(Dataset records)

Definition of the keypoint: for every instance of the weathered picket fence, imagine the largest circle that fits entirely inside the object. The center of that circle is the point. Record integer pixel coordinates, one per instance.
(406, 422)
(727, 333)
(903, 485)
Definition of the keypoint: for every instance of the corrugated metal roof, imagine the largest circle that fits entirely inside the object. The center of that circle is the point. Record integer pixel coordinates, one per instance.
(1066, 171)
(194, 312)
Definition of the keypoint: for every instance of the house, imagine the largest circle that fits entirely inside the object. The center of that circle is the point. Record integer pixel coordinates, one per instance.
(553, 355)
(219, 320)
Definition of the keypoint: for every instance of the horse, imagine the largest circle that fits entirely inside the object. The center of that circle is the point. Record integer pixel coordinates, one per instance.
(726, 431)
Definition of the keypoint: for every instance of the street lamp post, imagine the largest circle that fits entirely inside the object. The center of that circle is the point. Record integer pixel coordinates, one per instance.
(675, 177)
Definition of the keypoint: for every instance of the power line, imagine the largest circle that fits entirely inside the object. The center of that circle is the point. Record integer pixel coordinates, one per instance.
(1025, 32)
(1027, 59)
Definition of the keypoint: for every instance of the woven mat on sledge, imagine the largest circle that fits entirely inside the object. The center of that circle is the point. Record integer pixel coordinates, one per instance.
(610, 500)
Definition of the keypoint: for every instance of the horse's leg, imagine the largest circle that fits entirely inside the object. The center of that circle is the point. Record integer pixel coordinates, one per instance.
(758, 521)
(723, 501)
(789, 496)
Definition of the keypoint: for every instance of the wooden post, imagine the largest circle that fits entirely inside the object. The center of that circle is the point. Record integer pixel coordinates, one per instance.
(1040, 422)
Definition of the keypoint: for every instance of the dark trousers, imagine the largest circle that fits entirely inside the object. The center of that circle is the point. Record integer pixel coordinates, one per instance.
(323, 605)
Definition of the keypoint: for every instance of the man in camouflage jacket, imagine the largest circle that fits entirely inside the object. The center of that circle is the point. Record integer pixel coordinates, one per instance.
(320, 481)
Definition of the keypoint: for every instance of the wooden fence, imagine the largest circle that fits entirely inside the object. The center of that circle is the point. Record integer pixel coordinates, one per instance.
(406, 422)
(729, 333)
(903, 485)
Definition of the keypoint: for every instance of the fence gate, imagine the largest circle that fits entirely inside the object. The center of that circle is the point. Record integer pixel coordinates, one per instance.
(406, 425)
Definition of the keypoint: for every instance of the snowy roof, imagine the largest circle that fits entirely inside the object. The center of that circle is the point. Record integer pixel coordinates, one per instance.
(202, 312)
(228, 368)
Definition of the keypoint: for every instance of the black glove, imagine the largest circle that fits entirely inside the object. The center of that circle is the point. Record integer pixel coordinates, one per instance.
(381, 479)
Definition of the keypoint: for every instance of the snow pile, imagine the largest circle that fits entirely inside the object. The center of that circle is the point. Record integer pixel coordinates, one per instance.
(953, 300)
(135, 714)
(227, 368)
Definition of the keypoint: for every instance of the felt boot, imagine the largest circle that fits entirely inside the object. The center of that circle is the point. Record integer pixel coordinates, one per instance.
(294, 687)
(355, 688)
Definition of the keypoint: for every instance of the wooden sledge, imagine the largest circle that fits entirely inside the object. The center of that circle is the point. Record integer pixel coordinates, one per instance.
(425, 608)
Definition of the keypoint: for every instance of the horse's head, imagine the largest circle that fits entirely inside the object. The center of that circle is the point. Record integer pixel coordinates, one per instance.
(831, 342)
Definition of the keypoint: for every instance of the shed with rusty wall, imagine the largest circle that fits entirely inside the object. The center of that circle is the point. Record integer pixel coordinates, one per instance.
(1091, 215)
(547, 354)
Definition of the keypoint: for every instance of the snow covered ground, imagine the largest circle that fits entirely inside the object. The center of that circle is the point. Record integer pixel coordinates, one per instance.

* _REQUIREMENT_: Starting with the line that contains "Definition of the keypoint: for every instance of the shed", repeat each line through the last one exactly as it appears. Include both ends and nothing more.

* _RESULT_:
Definition of the keypoint: for every instance of the shed with rusty wall, imagine the largest circle that fits entirely inside the object. The center of that circle is the point. Record integer pixel coordinates, one per instance.
(1091, 215)
(547, 354)
Definition of the keypoint: for every instance of the snow covered ground, imagine the largest circle that fits entirely inside the object. The center of that circle is the point. Record integer pixel coordinates, one per instance.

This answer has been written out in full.